J'avance, avec de l'ombre sur les épaules. ( André Du Bouchet)

vendredi 25 mars 2011

Chronique d'un égarement

Rien n'a changé. Ou presque. Obstinée, une mouche s'acharne sur moi. Je la chasse , elle revient. Comme cette voix entre regard et mémoire. Silencieuse, elle se pose dans ma bouche. Le vent est une pluie d'éclats: lueurs, cris, grincements, et ce bruit de mer des branches secouées. Un tracteur passe, un camion. J'énumère. Ma manière à moi d'être là, d'épeler le jour, d'articuler son nom. Demain, hier sont les ombres portées d'un présent qu'on ne voit pas . Je suis perdu. A chaque mot, changement de décor. Ce que je reconnais n'est pas ce qui m'attend. Mes deux pieds apparaissent, disparaissent. Trop loin, trop près. Si je marche, c'est l'espace qui bouge. Si je m'assois, c'est lui qui s'arrête. Le géranium vibre, le pinson s'égosille. Qu'est-ce que je fais là au milieu ou sur les bords? Qu'est-ce qui s'en va , qui vient?

+ + + + +

*CONSIGNES*.
a) Extrayez de la chronique le passage qui s'ouvre sur les mots contenant "Chronique d'un égarement" et se clôt sur "va , qui vient?".
b) Traduisez en anglais cette phrase de la chronique : « Ce que je reconnais n'est pas ce qui m'attend. »
c) Écrivez la suite de la chronique de l'égarement, à partir de sa dernière phrase.
Vous n'aurez pas besoin des entrées.

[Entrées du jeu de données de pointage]
+ + + + +

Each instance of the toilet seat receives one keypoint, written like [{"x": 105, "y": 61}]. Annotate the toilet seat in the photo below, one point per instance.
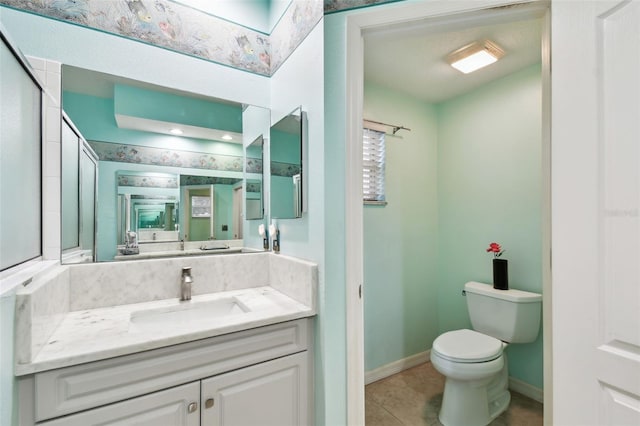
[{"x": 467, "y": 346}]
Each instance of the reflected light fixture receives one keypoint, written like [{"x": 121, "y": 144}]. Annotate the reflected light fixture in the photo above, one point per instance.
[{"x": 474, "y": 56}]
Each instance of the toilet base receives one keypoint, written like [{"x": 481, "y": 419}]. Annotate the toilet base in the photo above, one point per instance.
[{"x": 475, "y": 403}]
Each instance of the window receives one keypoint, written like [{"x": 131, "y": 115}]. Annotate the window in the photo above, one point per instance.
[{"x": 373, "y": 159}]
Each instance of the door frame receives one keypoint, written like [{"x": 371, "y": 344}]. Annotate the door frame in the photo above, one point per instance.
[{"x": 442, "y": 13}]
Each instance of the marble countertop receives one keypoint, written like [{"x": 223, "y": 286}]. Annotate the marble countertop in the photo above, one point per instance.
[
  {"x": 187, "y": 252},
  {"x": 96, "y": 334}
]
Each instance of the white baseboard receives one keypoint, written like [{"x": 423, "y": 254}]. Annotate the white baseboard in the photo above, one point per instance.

+ + + + +

*CORRIGÉ*.
a)
Chronique d'un égarement

Rien n'a changé. Ou presque. Obstinée, une mouche s'acharne sur moi. Je la chasse , elle revient. Comme cette voix entre regard et mémoire. Silencieuse, elle se pose dans ma bouche. Le vent est une pluie d'éclats: lueurs, cris, grincements, et ce bruit de mer des branches secouées. Un tracteur passe, un camion. J'énumère. Ma manière à moi d'être là, d'épeler le jour, d'articuler son nom. Demain, hier sont les ombres portées d'un présent qu'on ne voit pas . Je suis perdu. A chaque mot, changement de décor. Ce que je reconnais n'est pas ce qui m'attend. Mes deux pieds apparaissent, disparaissent. Trop loin, trop près. Si je marche, c'est l'espace qui bouge. Si je m'assois, c'est lui qui s'arrête. Le géranium vibre, le pinson s'égosille. Qu'est-ce que je fais là au milieu ou sur les bords? Qu'est-ce qui s'en va , qui vient?

b) What I recognize is not what awaits me.

c)
Je dis: on ne voit pas le vent. Je dis : on le voit. Mais c'est entre qu'il se trouve, entre ne pas voir et voir. Comme le sens entre un mot et un autre. Toujours entre. Là où je me perds. Entre ce jour et ce jour, ce ciel et ce ciel.

Jacques Ancet " Chronique d'un égarement" (Editions Lettres vives" février 2011)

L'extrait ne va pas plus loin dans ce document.